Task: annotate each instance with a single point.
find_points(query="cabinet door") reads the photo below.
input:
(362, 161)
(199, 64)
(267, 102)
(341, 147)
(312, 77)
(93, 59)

Requirement. Copy the records above word for word, keeping every line as it stands.

Written solution.
Task: annotate each instance with a single point.
find_points(query="cabinet door") reads the photo below.
input:
(362, 161)
(199, 64)
(267, 102)
(341, 147)
(312, 77)
(93, 59)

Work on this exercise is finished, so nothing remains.